*GIVEN PROBLEM*.
Could you write out each line of the material below, unchanged?

(Extracted records)
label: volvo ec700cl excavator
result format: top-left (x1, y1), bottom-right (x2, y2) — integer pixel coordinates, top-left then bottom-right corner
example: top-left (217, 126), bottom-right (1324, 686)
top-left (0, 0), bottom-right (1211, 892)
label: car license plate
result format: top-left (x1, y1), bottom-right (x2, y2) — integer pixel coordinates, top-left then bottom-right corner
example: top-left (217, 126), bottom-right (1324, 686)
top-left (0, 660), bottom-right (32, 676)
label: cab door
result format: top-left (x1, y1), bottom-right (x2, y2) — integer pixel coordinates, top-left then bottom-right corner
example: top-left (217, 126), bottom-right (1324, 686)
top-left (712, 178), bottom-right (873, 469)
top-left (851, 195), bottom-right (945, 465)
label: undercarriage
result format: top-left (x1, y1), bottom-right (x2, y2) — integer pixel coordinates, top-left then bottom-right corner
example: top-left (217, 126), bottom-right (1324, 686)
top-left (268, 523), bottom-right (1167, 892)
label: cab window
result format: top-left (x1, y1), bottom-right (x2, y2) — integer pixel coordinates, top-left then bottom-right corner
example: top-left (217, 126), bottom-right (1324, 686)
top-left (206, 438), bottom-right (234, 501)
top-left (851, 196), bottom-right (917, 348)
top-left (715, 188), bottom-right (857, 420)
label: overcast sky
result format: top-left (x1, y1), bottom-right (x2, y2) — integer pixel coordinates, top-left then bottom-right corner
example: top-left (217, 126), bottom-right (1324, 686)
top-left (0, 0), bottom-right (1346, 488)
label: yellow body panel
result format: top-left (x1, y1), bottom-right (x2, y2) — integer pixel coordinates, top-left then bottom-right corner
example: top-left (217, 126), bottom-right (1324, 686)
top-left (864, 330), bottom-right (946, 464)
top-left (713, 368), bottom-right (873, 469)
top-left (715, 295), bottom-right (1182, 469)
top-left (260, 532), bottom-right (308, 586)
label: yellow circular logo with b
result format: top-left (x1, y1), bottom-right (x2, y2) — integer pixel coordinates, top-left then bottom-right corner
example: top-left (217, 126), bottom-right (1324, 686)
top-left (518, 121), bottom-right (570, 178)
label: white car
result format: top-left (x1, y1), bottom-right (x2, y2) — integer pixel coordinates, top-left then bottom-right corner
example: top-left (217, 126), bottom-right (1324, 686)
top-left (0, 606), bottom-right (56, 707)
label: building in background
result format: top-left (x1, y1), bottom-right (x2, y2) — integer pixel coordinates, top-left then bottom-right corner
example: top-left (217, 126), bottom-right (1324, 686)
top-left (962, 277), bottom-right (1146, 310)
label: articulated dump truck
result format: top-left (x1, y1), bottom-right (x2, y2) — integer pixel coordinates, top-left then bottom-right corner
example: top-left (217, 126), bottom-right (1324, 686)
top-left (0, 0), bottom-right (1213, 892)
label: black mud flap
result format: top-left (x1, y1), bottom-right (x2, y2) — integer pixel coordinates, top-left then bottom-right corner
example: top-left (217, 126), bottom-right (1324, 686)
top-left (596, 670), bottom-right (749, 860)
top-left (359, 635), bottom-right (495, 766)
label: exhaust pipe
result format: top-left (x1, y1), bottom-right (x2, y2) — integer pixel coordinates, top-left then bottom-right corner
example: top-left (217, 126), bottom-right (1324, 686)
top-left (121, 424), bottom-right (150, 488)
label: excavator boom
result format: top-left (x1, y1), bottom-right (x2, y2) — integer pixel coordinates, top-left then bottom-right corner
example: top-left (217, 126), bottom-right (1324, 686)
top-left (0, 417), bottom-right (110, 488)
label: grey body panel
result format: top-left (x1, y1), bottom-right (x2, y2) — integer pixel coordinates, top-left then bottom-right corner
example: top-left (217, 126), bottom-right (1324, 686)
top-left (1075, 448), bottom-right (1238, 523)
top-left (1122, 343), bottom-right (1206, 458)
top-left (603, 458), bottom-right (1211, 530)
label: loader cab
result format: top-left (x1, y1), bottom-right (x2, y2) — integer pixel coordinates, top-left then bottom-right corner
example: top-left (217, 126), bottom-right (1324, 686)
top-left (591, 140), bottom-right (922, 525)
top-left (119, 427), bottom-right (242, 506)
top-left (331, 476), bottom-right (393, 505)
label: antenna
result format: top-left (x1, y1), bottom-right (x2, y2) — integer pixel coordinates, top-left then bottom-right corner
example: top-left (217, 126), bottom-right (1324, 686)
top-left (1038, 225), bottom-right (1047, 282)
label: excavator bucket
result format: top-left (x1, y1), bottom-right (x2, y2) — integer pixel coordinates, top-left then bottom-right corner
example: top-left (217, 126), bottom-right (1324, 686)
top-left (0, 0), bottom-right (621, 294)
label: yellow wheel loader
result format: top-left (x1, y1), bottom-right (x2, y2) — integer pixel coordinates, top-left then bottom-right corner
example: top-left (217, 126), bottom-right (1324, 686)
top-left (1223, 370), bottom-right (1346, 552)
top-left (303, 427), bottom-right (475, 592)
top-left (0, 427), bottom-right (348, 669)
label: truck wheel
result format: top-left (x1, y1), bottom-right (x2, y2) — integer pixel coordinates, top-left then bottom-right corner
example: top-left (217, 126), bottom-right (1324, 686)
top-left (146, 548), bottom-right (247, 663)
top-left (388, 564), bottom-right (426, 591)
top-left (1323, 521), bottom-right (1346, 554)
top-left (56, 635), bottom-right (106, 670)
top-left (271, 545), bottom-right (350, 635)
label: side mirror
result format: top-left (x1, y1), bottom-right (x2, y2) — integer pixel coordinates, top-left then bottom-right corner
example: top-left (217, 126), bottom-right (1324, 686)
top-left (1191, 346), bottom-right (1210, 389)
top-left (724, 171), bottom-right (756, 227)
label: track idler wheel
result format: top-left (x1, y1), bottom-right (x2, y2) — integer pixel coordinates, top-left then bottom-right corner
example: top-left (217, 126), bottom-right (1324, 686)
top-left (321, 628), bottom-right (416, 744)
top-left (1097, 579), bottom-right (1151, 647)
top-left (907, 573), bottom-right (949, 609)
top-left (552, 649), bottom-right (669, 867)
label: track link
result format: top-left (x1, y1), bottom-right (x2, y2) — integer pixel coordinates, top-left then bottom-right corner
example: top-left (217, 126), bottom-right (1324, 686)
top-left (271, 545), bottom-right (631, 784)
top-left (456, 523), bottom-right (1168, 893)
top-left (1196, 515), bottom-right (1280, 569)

*WRITTEN REPLY*.
label: volvo ec700cl excavator
result format: top-left (x1, y1), bottom-right (x2, y2) — integer pixel coordinates, top-left then bottom-right corner
example: top-left (217, 126), bottom-right (1324, 686)
top-left (0, 0), bottom-right (1211, 892)
label: car license plate
result format: top-left (x1, y1), bottom-right (x2, y2) — integer pixel coordinates, top-left then bottom-right corner
example: top-left (217, 126), bottom-right (1324, 686)
top-left (0, 660), bottom-right (32, 676)
label: cab door
result format: top-left (x1, y1), bottom-right (x2, y2) — integer pixel coordinates, top-left then bottom-right corner
example: top-left (217, 126), bottom-right (1324, 686)
top-left (712, 178), bottom-right (873, 469)
top-left (851, 195), bottom-right (945, 465)
label: undercarriage
result format: top-left (x1, y1), bottom-right (x2, y2) — integer pixel coordinates, top-left then bottom-right corner
example: top-left (217, 126), bottom-right (1324, 686)
top-left (268, 523), bottom-right (1167, 892)
label: cab window
result format: top-left (x1, y1), bottom-right (x2, y2) — integer pixel coordinates, top-left then bottom-right corner
example: top-left (217, 126), bottom-right (1324, 686)
top-left (206, 438), bottom-right (234, 501)
top-left (851, 196), bottom-right (917, 348)
top-left (715, 188), bottom-right (857, 420)
label: overcast sky
result format: top-left (x1, y1), bottom-right (x2, y2) — integer pixel coordinates, top-left then bottom-right corner
example: top-left (217, 126), bottom-right (1324, 686)
top-left (0, 0), bottom-right (1346, 488)
label: yellow body panel
result format: top-left (x1, y1), bottom-right (x2, y2) — integer pixel coordinates, top-left then bottom-right corner
example: top-left (217, 126), bottom-right (1324, 686)
top-left (864, 330), bottom-right (946, 464)
top-left (713, 368), bottom-right (873, 469)
top-left (715, 295), bottom-right (1182, 469)
top-left (260, 532), bottom-right (308, 586)
label: yellow circular logo with b
result format: top-left (x1, y1), bottom-right (x2, y2) — integer pixel coordinates, top-left then bottom-right corner
example: top-left (217, 126), bottom-right (1324, 686)
top-left (518, 121), bottom-right (570, 178)
label: white car
result format: top-left (x1, y1), bottom-right (x2, y2) — integer pixel coordinates, top-left then bottom-right corner
example: top-left (217, 126), bottom-right (1324, 686)
top-left (0, 606), bottom-right (56, 707)
label: building in background
result format: top-left (x1, y1), bottom-right (x2, y2) — integer pixel coordinates, top-left then bottom-right corner
example: top-left (217, 126), bottom-right (1324, 686)
top-left (962, 277), bottom-right (1146, 310)
label: articulated dump truck
result format: top-left (x1, y1), bottom-right (x2, y2) — integer pixel coordinates, top-left then bottom-right corner
example: top-left (217, 126), bottom-right (1324, 686)
top-left (0, 0), bottom-right (1213, 892)
label: black mud flap
result format: top-left (x1, y1), bottom-right (x2, y2) — integer pixel coordinates, top-left then bottom-right corner
example: top-left (217, 126), bottom-right (1324, 686)
top-left (596, 670), bottom-right (749, 860)
top-left (359, 635), bottom-right (495, 766)
label: exhaust pipe
result format: top-left (x1, y1), bottom-right (x2, y2) — integer pixel coordinates, top-left then bottom-right corner
example: top-left (217, 126), bottom-right (1324, 686)
top-left (121, 424), bottom-right (150, 488)
label: excavator boom
result format: top-left (x1, y1), bottom-right (x2, y2) — integer pixel coordinates, top-left then bottom-right corner
example: top-left (217, 126), bottom-right (1324, 686)
top-left (0, 417), bottom-right (110, 488)
label: grey body panel
result format: top-left (x1, y1), bottom-right (x2, y2) — integer pixel coordinates, top-left then bottom-right corner
example: top-left (217, 126), bottom-right (1324, 686)
top-left (1075, 448), bottom-right (1238, 523)
top-left (1122, 343), bottom-right (1206, 458)
top-left (603, 458), bottom-right (1211, 530)
label: loader cab
result format: top-left (x1, y1), bottom-right (x2, y2) — integer pixel coordinates, top-left then bottom-right corner
example: top-left (217, 126), bottom-right (1324, 686)
top-left (591, 140), bottom-right (922, 525)
top-left (119, 427), bottom-right (242, 506)
top-left (331, 476), bottom-right (393, 505)
label: antenna
result format: top-left (x1, y1), bottom-right (x2, y2) — integer pixel coordinates, top-left then bottom-right corner
example: top-left (217, 126), bottom-right (1324, 686)
top-left (1038, 225), bottom-right (1047, 282)
label: excavator bucket
result format: top-left (x1, y1), bottom-right (x2, y2) — integer pixel coordinates, top-left then bottom-right corner
example: top-left (217, 126), bottom-right (1324, 686)
top-left (0, 0), bottom-right (621, 294)
label: yellow wheel loader
result format: top-left (x1, y1), bottom-right (x2, y2) — integer pixel coordinates, top-left then bottom-right corner
example: top-left (217, 126), bottom-right (1324, 686)
top-left (1223, 370), bottom-right (1346, 552)
top-left (303, 427), bottom-right (475, 592)
top-left (0, 427), bottom-right (348, 669)
label: truck wheel
result format: top-left (x1, y1), bottom-right (x2, y2) — integer pixel coordinates, top-left then bottom-right corner
example: top-left (217, 126), bottom-right (1324, 686)
top-left (146, 548), bottom-right (247, 663)
top-left (388, 564), bottom-right (426, 591)
top-left (1323, 521), bottom-right (1346, 554)
top-left (56, 635), bottom-right (106, 670)
top-left (271, 545), bottom-right (350, 635)
label: side mirror
result format: top-left (x1, y1), bottom-right (x2, y2) — integer pixel coordinates, top-left then bottom-right corner
example: top-left (217, 126), bottom-right (1324, 686)
top-left (1191, 346), bottom-right (1210, 389)
top-left (724, 171), bottom-right (756, 227)
label: track idler wheel
result format: top-left (x1, y1), bottom-right (x2, y2) — integer pixel coordinates, top-left then bottom-right corner
example: top-left (217, 126), bottom-right (1324, 686)
top-left (321, 628), bottom-right (416, 744)
top-left (1097, 579), bottom-right (1151, 647)
top-left (907, 573), bottom-right (949, 609)
top-left (552, 649), bottom-right (669, 867)
label: track link
result format: top-left (x1, y1), bottom-right (x2, y2) — integer pixel coordinates, top-left then bottom-right corner
example: top-left (217, 126), bottom-right (1324, 686)
top-left (271, 545), bottom-right (631, 784)
top-left (456, 523), bottom-right (1168, 893)
top-left (1196, 515), bottom-right (1280, 569)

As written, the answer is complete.